++++ Input data ++++
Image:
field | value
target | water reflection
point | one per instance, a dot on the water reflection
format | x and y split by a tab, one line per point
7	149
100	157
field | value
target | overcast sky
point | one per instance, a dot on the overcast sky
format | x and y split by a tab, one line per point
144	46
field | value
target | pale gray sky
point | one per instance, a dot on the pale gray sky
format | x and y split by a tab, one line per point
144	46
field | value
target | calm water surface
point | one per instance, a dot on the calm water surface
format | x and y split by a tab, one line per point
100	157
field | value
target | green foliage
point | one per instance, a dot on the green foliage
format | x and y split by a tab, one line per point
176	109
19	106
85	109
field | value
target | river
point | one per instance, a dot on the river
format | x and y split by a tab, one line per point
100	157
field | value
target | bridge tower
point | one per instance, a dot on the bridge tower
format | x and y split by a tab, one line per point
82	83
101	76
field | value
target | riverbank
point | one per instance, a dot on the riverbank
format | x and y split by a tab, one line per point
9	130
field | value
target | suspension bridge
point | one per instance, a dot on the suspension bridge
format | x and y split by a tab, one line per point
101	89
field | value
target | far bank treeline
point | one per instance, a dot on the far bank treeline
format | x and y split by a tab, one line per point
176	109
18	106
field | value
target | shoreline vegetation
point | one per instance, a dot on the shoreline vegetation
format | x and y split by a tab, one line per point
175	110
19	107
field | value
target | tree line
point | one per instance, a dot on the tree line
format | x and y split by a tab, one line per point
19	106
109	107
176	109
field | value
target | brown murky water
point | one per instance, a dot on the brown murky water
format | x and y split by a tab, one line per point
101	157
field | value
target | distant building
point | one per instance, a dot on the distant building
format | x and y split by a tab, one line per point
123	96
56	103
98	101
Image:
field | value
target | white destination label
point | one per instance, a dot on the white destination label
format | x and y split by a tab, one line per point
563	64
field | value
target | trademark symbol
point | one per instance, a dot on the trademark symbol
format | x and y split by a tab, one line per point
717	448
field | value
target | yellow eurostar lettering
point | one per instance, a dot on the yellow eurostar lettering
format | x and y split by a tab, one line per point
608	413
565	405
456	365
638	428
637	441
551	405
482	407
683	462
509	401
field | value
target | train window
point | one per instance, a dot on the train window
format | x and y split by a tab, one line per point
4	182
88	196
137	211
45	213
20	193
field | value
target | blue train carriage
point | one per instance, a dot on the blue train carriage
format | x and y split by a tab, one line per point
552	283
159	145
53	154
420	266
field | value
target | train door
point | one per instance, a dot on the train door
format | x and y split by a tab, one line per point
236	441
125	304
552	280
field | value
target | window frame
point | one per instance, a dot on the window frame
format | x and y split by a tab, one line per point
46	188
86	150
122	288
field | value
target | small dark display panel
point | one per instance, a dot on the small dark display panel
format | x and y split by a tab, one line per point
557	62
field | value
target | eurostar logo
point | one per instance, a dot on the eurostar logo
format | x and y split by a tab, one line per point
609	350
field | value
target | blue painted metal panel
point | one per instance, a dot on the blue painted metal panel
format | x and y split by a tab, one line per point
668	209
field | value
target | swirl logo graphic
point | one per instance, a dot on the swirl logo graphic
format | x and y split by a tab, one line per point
++++
++++ Input data ++++
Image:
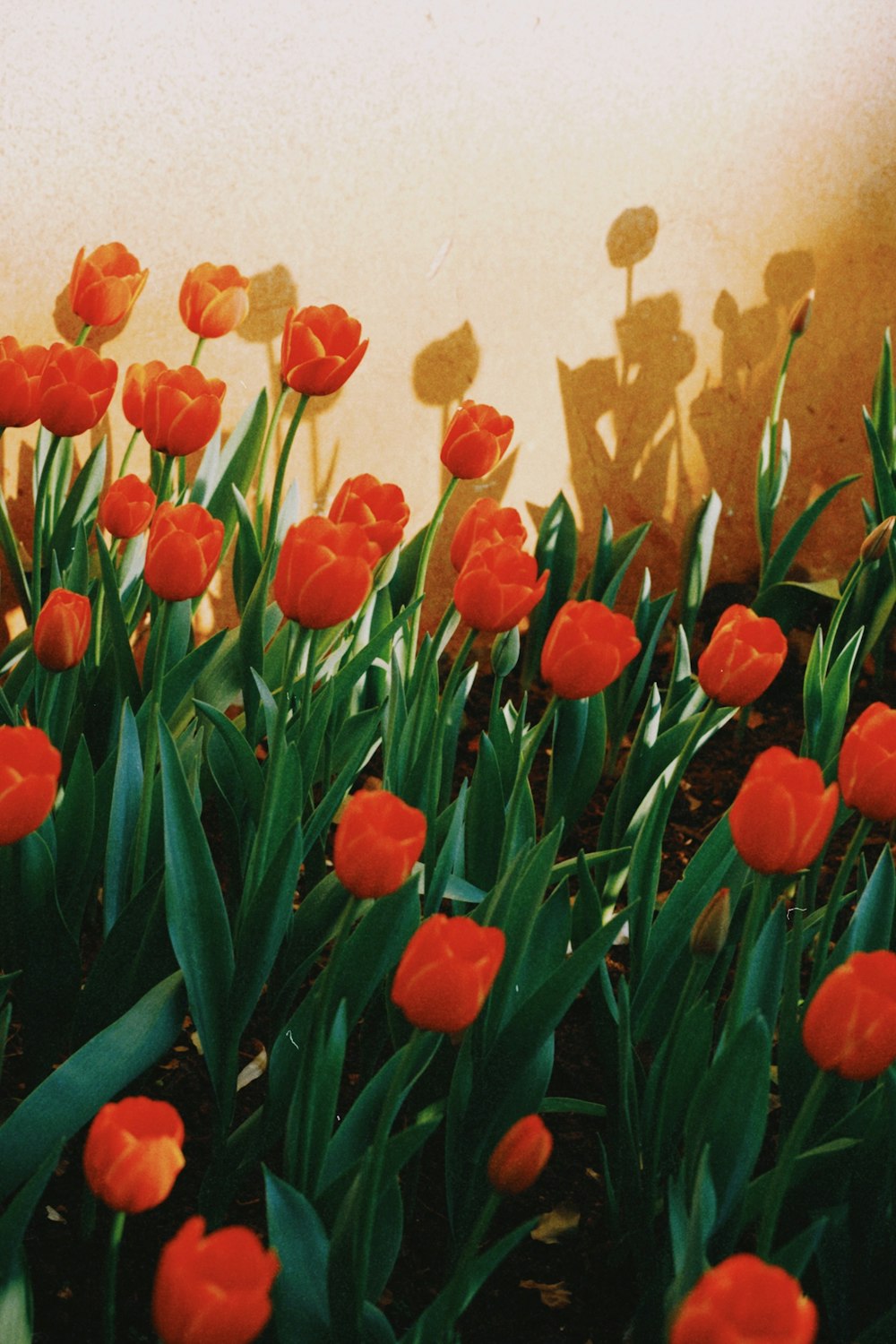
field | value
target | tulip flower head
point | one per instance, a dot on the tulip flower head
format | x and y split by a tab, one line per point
++++
++++ Input data ++++
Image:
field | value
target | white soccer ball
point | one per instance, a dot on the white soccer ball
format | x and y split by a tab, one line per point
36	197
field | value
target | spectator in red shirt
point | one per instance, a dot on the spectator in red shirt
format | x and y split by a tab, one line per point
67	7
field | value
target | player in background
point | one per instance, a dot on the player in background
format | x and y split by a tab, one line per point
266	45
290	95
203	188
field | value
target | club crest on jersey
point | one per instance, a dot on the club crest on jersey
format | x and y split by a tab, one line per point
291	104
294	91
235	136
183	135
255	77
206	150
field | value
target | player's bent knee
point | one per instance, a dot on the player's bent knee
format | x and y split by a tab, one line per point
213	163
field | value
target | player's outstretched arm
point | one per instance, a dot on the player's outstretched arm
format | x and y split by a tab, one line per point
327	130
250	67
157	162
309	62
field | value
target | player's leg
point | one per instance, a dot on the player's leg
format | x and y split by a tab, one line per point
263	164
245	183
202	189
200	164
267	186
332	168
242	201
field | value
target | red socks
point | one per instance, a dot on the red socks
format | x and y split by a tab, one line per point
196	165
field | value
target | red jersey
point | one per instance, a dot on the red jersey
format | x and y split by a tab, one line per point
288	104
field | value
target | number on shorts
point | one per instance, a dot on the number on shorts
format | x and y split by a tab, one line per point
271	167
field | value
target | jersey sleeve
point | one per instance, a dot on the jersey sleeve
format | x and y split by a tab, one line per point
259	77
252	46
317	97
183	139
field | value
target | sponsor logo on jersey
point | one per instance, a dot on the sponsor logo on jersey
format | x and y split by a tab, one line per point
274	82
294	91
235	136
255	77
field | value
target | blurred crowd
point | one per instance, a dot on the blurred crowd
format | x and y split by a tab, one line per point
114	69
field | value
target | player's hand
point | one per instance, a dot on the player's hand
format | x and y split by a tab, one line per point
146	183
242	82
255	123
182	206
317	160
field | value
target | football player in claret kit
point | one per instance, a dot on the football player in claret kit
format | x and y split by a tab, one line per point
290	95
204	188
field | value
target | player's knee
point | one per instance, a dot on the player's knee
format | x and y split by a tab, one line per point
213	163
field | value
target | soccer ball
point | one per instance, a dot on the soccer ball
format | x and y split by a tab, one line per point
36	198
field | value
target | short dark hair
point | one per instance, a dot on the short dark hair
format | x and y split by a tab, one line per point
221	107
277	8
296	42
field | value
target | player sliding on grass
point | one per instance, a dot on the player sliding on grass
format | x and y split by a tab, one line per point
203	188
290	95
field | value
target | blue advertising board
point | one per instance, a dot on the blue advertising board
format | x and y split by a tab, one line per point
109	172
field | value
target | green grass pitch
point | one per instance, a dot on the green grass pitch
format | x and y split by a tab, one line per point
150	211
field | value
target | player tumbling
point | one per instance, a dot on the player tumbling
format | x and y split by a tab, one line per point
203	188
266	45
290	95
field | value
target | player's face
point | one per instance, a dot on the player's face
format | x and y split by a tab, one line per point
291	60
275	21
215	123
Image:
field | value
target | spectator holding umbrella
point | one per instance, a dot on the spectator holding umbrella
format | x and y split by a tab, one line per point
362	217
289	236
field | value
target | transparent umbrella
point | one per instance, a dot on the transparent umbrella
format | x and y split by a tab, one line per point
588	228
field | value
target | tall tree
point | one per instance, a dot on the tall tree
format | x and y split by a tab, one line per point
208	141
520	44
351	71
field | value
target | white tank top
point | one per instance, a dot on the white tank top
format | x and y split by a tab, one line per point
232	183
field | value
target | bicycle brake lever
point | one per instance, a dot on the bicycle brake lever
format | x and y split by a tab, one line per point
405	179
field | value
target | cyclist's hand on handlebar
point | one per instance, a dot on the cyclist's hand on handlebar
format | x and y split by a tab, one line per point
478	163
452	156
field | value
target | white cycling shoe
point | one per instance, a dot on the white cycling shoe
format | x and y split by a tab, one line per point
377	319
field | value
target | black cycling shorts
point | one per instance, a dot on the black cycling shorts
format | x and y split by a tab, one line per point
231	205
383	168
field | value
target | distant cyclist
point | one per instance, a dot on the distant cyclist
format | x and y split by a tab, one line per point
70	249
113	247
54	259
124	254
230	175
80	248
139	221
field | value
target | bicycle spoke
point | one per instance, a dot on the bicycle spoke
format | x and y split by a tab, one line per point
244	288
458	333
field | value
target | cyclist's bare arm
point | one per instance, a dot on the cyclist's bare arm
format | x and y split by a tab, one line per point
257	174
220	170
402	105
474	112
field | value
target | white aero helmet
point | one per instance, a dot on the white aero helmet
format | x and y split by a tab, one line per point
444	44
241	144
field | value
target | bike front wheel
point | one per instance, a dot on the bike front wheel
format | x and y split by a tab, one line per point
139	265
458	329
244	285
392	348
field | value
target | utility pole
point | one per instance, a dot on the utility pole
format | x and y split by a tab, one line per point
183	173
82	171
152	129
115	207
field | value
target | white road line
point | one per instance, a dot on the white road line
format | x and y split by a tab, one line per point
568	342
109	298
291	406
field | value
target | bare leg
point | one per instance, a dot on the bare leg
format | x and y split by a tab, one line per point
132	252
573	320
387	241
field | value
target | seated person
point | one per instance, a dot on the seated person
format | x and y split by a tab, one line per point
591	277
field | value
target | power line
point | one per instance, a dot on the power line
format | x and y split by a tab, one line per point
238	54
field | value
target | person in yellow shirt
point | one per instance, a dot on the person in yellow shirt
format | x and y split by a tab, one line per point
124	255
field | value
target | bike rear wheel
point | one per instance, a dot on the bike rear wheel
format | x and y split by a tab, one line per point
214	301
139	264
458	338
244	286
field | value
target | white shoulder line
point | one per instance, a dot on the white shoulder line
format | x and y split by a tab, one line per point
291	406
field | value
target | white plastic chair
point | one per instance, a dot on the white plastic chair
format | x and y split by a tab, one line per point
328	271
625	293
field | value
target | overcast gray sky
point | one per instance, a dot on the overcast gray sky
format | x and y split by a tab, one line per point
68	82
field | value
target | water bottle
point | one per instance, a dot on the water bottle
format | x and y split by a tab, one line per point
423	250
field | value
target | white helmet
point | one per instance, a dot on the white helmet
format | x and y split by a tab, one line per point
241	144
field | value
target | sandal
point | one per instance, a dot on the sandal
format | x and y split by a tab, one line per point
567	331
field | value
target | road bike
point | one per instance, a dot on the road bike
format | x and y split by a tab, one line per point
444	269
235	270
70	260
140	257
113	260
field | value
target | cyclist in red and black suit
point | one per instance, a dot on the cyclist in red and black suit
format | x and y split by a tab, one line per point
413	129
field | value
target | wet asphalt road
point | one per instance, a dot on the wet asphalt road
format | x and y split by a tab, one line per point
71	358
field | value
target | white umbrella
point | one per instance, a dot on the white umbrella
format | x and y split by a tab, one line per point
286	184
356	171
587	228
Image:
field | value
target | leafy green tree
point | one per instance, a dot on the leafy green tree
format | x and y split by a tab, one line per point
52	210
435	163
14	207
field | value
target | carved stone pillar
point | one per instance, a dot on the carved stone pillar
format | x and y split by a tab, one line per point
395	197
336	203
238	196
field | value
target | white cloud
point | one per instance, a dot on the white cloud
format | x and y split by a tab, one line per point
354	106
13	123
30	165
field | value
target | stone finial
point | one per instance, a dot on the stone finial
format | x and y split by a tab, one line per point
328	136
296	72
++++
**Work task**. Above are the records; print exactly the lines from the line with "point | one per instance, a dot on the cyclist's hand" to the line with "target | black cycling shorts", including both, and nothing else.

**Solution to the problem**.
point | one per instance, a dot on the cyclist's hand on handlebar
format | x and y split by a tab, one line per point
478	163
452	156
field | value
target | white cycling shoe
point | one per instance, a dot on the white cycling shoe
format | x and y split by a tab, one line per point
377	319
field | value
target | black cycling shorts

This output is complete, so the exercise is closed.